▶ _What is required_: The entries should be given again so that each one matches the original exactly.
Start of Block
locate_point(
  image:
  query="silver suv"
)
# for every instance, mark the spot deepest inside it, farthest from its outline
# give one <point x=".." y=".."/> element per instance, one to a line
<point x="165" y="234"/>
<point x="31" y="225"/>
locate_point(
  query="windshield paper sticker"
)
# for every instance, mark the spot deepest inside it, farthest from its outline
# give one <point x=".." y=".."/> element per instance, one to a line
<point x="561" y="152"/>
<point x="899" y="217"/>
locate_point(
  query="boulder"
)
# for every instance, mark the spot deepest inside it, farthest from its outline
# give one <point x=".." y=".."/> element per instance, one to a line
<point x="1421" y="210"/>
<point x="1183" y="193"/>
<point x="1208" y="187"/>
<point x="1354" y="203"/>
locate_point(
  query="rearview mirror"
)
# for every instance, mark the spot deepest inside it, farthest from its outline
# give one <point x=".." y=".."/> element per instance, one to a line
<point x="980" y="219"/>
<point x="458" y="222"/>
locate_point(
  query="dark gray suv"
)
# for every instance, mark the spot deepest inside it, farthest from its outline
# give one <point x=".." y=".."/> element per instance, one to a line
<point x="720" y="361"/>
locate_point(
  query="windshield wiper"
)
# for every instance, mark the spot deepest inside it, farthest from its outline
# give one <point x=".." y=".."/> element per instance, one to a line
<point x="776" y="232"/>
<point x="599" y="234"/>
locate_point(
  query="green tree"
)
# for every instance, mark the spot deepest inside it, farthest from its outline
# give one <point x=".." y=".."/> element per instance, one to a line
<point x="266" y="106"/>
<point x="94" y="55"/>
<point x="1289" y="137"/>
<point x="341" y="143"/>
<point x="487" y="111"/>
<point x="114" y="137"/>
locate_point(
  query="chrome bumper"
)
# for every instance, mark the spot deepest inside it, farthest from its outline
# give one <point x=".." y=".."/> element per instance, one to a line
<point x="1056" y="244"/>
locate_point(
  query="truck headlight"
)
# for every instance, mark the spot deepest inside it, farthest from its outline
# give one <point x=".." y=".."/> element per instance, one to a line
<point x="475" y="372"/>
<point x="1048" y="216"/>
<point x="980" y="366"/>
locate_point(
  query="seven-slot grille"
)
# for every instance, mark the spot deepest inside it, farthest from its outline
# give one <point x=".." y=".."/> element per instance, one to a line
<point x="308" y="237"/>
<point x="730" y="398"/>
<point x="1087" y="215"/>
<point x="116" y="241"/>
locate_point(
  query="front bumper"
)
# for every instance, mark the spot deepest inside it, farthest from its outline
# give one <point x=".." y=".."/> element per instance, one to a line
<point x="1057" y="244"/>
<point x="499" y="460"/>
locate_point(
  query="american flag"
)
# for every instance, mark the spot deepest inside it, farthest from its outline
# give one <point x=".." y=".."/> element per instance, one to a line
End of Block
▶ _Completed task_:
locate_point(
  image:
  query="silver suv"
)
# for every instance, mark the spot deepest inside it, farthest from its outline
# give one <point x=".." y=".."/> element per instance, one to a line
<point x="165" y="234"/>
<point x="31" y="225"/>
locate_point(
  query="windshield paper sticker"
)
# for every instance, mark the spot deepest inside it, farthest from its outline
# give one <point x=".." y=".."/> element per instance, one to a line
<point x="561" y="152"/>
<point x="899" y="217"/>
locate_point(
  query="boulder"
)
# for every instance, mark the spot deepest inside it, farthest from its outline
# give one <point x=".." y=".."/> element per instance, one to a line
<point x="1421" y="210"/>
<point x="1183" y="193"/>
<point x="1208" y="187"/>
<point x="1354" y="203"/>
locate_point(
  query="rearview mirror"
)
# for every instance, mark the spot deepest inside it, farthest from its outline
# give one <point x=".." y=".."/> element per instance, one to a line
<point x="980" y="219"/>
<point x="458" y="222"/>
locate_point(
  query="dark gray suv"
)
# for every instance, mark the spot deepest inside it, farthest from its outline
# give one <point x=".." y=".."/> element per instance, one to a line
<point x="720" y="361"/>
locate_point(
  query="windshield wiper"
)
# for every instance, mark the spot deepest inside it, farthest from its outline
# give one <point x=".." y=".."/> element per instance, one to a line
<point x="776" y="232"/>
<point x="599" y="234"/>
locate_point(
  query="green tree"
)
# for every instance, mark the spot deepest inside it, farthest from its outline
# give one <point x=".." y=".."/> element per instance, one to a line
<point x="266" y="106"/>
<point x="94" y="55"/>
<point x="1289" y="137"/>
<point x="341" y="143"/>
<point x="487" y="111"/>
<point x="114" y="137"/>
locate_point(
  query="chrome bumper"
)
# for every instance, mark the spot deepest inside it, farthest from its outline
# give one <point x=".." y=".."/> element per instance, one to a line
<point x="1056" y="244"/>
locate_point(
  query="truck headlight"
)
# for every instance, mark the spot deepest inside it, farthest from its outline
# give one <point x=".." y=".."/> element per instance, one to a line
<point x="475" y="372"/>
<point x="1048" y="216"/>
<point x="980" y="366"/>
locate_point(
  query="seven-slot grille"
)
# for every instance, mark the spot deepest inside it, farthest from its outline
# give one <point x=".." y=".."/> element per instance, one to a line
<point x="308" y="237"/>
<point x="730" y="398"/>
<point x="1087" y="215"/>
<point x="116" y="241"/>
locate_point(
  query="front bumper"
)
# for every instance, mark the spot deepest inside it, farthest from its outline
# give one <point x=".." y=".."/> element per instance, one to a line
<point x="1057" y="244"/>
<point x="499" y="460"/>
locate_point(
  query="american flag"
)
# for every instance, mark the spot deepest inside it, farthest from its outline
# give one <point x=".." y=".."/> element per instance, one to a line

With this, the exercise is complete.